--- begin Provided passage ---

Council member Copley Gerdes calls it an investment in the city, not a subsidy. His uncle, City Administrator Rob Gerdes, was the lead negotiator for the city.
“I think in order to have this type of development and this type of partnership you have to have an anchor tenant. We have one here already,” Copley Gerdes said. “There’s no reason to spend money to try to attract one here. I think the Rays have been a great community partner.”
For council member Richie Floyd, the amount of public subsidy is “incredibly difficult to stomach.” He pointed out that while the Rays are on the hook for ballpark cost overruns, any overages for the development on the rest of the 65 acres could fall to the city. He said the public contribution, which includes the county selling the Rays the land at a discount and the city paying for infrastructure, could total as much as $900 million.
“I just think people need to look at that carefully and make a decision, especially at a time when we have issues like child poverty increasing rapidly, families are moving out of the city,” he said.

--- end Provided passage ---

=== Given task A ===
Gather every line of the entries that contains the string "curtain".
The stadium funding passage and the entries have nothing to do with each other.

--- begin Input data ---

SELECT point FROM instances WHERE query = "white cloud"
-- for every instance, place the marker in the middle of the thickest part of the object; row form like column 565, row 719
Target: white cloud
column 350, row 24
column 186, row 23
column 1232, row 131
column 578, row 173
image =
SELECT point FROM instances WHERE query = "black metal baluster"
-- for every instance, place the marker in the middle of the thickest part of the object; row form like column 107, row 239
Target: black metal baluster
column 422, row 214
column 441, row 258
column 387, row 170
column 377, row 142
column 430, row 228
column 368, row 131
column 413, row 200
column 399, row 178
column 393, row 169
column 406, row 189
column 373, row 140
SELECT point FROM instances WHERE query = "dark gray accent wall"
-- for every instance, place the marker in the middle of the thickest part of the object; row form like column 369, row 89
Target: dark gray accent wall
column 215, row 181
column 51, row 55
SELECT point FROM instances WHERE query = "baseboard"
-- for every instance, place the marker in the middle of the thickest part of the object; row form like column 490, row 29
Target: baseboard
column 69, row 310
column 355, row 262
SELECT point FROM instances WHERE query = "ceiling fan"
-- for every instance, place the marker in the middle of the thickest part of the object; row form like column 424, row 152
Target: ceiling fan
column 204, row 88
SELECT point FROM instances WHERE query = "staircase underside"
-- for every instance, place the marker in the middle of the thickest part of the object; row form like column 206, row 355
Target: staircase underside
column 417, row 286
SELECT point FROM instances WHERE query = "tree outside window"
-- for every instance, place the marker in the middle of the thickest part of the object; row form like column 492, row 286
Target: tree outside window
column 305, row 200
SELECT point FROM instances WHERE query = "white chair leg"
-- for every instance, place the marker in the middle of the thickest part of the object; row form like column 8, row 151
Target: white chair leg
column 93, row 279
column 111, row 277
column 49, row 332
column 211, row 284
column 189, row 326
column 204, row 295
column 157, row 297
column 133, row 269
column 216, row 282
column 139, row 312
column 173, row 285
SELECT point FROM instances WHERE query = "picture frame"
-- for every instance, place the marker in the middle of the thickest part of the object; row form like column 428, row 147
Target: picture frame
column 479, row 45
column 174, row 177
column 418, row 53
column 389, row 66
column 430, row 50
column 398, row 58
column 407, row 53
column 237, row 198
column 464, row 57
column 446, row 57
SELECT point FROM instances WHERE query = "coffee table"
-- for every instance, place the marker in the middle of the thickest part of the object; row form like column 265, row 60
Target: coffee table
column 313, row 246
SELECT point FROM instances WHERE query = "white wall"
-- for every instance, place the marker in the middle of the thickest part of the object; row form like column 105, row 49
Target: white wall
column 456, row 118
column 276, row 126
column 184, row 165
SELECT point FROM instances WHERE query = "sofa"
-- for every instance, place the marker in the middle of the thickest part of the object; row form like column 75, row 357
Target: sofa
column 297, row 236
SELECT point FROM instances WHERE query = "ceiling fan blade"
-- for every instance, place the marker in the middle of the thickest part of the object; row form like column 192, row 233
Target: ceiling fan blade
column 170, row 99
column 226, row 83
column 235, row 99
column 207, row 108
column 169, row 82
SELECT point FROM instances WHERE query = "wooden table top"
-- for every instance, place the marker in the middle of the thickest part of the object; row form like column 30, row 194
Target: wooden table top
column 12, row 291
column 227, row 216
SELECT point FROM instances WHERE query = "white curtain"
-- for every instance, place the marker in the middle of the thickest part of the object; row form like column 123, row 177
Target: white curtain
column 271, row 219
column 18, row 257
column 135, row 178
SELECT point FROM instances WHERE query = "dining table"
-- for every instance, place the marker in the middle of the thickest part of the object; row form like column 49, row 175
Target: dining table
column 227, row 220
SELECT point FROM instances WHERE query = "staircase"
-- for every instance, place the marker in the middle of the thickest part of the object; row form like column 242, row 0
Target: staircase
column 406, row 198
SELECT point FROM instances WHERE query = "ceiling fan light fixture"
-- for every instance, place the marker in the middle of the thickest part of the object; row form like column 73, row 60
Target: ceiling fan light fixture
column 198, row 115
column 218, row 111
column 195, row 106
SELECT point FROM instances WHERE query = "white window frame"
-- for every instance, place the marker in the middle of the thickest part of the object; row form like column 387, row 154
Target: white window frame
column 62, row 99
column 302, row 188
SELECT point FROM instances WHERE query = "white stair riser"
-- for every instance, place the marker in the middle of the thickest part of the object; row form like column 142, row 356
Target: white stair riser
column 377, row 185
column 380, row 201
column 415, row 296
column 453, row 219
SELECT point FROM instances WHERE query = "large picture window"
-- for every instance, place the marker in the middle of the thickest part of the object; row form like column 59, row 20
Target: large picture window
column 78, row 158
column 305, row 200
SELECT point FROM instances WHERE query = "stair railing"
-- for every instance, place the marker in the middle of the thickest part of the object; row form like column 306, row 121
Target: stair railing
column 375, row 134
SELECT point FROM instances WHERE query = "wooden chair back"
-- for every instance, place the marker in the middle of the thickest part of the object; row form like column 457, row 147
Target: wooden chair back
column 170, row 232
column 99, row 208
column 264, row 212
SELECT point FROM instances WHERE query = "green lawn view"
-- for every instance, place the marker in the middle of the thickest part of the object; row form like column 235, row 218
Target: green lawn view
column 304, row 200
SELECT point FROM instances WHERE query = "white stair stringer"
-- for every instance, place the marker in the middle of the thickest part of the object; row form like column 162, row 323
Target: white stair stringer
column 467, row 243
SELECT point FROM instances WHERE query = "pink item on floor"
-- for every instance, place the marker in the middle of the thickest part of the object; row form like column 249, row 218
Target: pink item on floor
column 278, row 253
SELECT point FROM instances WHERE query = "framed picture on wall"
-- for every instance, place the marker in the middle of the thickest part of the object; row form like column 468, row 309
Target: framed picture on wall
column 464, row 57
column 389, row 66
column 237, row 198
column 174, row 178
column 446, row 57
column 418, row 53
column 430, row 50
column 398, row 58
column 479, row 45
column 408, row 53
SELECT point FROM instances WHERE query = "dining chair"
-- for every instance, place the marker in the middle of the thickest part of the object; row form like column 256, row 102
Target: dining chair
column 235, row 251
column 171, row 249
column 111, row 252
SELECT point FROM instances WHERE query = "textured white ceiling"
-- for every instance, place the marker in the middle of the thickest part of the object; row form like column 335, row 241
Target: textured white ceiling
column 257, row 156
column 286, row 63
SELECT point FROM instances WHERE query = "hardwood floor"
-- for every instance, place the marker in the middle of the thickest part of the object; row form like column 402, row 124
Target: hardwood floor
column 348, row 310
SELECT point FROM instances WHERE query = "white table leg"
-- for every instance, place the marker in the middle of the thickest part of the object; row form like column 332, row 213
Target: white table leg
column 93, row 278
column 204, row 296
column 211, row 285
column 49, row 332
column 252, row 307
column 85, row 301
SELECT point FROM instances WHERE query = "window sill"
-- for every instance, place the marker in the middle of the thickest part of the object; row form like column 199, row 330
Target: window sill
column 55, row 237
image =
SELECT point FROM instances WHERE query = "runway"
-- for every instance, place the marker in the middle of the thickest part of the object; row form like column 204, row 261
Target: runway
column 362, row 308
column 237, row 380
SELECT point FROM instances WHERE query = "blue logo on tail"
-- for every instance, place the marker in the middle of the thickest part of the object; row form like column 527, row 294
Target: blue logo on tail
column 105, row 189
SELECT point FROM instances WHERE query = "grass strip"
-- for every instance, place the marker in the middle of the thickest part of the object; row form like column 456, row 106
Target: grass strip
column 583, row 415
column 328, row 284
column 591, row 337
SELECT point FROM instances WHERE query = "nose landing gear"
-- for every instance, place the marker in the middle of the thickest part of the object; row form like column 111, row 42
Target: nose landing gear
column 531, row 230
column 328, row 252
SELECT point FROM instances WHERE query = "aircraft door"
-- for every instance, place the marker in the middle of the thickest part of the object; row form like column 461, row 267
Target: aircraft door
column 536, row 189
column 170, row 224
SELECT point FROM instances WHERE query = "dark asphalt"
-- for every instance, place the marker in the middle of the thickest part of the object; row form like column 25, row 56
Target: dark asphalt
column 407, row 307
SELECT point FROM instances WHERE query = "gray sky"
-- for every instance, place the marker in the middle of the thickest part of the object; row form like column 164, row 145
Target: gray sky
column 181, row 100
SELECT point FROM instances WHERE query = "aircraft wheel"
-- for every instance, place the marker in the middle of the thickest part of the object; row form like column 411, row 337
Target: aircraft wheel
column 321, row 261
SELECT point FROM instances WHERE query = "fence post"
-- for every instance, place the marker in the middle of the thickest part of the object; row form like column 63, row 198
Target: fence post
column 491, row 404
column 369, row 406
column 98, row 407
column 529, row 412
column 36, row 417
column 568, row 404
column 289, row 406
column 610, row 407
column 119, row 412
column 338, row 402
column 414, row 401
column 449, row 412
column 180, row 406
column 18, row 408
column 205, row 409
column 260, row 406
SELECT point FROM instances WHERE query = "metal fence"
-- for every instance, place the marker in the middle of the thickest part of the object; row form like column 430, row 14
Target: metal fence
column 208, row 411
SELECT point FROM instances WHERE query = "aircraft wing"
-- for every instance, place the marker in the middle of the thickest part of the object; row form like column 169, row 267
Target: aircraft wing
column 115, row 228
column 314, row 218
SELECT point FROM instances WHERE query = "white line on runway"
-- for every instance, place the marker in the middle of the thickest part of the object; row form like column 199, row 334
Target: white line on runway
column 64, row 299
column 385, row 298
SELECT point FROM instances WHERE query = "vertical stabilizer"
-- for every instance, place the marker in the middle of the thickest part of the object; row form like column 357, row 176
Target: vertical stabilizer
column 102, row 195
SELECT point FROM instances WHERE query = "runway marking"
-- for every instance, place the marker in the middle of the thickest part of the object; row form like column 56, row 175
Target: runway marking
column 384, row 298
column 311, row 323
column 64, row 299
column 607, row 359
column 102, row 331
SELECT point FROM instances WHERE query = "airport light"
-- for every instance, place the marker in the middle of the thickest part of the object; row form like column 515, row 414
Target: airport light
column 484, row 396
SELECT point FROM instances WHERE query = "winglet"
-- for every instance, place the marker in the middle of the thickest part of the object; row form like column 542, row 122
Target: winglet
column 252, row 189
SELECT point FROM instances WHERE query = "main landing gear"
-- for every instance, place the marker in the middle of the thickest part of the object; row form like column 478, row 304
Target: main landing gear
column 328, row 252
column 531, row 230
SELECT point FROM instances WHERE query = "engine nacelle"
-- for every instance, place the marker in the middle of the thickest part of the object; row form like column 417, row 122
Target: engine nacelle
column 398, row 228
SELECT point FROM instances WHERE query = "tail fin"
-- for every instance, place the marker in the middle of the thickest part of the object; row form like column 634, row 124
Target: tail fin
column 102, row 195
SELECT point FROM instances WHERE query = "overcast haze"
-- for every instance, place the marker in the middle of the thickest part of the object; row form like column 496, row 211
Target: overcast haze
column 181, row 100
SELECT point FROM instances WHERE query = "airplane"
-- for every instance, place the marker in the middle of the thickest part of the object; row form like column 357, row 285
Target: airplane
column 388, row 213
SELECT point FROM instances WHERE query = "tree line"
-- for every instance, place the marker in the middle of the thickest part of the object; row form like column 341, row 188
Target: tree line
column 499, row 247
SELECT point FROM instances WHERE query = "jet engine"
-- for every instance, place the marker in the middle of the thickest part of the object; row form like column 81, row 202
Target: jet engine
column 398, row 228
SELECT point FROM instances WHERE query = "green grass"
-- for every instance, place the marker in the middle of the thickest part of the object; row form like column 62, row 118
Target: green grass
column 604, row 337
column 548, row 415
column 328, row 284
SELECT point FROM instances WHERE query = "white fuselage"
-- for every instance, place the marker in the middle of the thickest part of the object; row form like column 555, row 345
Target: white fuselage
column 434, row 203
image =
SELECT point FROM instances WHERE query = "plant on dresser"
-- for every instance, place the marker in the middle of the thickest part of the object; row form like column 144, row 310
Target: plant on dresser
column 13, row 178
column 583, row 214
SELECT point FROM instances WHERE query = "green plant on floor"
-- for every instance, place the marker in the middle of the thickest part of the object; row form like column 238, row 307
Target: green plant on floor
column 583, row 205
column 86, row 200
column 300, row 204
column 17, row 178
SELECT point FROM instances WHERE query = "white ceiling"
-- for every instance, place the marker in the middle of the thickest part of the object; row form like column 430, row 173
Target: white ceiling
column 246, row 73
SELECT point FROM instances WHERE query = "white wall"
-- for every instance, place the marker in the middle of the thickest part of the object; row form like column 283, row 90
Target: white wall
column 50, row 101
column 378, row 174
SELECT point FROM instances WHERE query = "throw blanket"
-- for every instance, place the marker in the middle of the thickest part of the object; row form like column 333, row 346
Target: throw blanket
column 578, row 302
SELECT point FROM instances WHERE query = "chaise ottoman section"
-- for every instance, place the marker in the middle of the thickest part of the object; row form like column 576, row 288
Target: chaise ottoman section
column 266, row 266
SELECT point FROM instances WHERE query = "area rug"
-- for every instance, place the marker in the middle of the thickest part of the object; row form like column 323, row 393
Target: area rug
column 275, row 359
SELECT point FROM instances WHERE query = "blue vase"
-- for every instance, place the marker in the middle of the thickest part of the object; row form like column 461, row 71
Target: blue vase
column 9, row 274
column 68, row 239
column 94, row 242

--- end Input data ---

=== Given task B ===
Retype the stretch of the stadium funding passage from "For council member" through "as $900 million.", keeping every word and punctuation mark unchanged.

=== Full response A ===
SELECT point FROM instances WHERE query = "white curtain"
Target: white curtain

=== Full response B ===
For council member Richie Floyd, the amount of public subsidy is “incredibly difficult to stomach.” He pointed out that while the Rays are on the hook for ballpark cost overruns, any overages for the development on the rest of the 65 acres could fall to the city. He said the public contribution, which includes the county selling the Rays the land at a discount and the city paying for infrastructure, could total as much as $900 million.